▸ Tasks for this exercise:
1. Revise the passage on dangers facing democracy between "Here’s the third" and "are being shut.", inclusive, replacing "firefighters" with "nurses".
2. According to the passage on dangers facing democracy, what share of total income generated in the United States goes to the top 1 percent of Americans?

▸ Passage:

--- begin ---

It’s a perfect storm. And I’m not talking about the impending dangers facing Democrats. I’m talking about the dangers facing our democracy.
First, income in America is now more concentrated in fewer hands than it’s been in 80 years. Almost a quarter of total income generated in the United States is going to the top 1 percent of Americans.
The top one-tenth of one percent of Americans now earn as much as the bottom 120 million of us.
Who are these people? With the exception of a few entrepreneurs like Bill Gates, they’re top executives of big corporations and Wall Street, hedge-fund managers, and private equity managers. They include the Koch brothers, whose wealth increased by billions last year, and who are now funding tea party candidates across the nation.
(snip)
We’re back to the late 19th century when the lackeys of robber barons literally deposited sacks of cash on the desks of friendly legislators. The public never knew who was bribing whom.
(snip)
Here’s the third part of the perfect storm. Most Americans are in trouble. Their jobs, incomes, savings, and even homes are on the line. They need a government that’s working for them, not for the privileged and the powerful.
Yet their state and local taxes are rising. And their services are being cut. Teachers and firefighters are being laid off. The roads and bridges they count on are crumbling, pipelines are leaking, schools are dilapidated, and public libraries are being shut.
There’s no jobs bill to speak of. No WPA to hire those who can’t find jobs in the private sector. Unemployment insurance doesn’t reach half of the unemployed.
Washington says nothing can be done. There’s no money left.

--- end ---

▸ Material:

--- begin ---

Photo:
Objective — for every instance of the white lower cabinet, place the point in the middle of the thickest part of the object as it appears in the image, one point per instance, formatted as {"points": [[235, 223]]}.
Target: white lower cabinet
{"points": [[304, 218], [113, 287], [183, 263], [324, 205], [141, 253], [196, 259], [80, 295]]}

--- end ---

▸ Solutions for each task:
1.
Here’s the third part of the perfect storm. Most Americans are in trouble. Their jobs, incomes, savings, and even homes are on the line. They need a government that’s working for them, not for the privileged and the powerful.
Yet their state and local taxes are rising. And their services are being cut. Teachers and nurses are being laid off. The roads and bridges they count on are crumbling, pipelines are leaking, schools are dilapidated, and public libraries are being shut.

2. Almost a quarter of total income.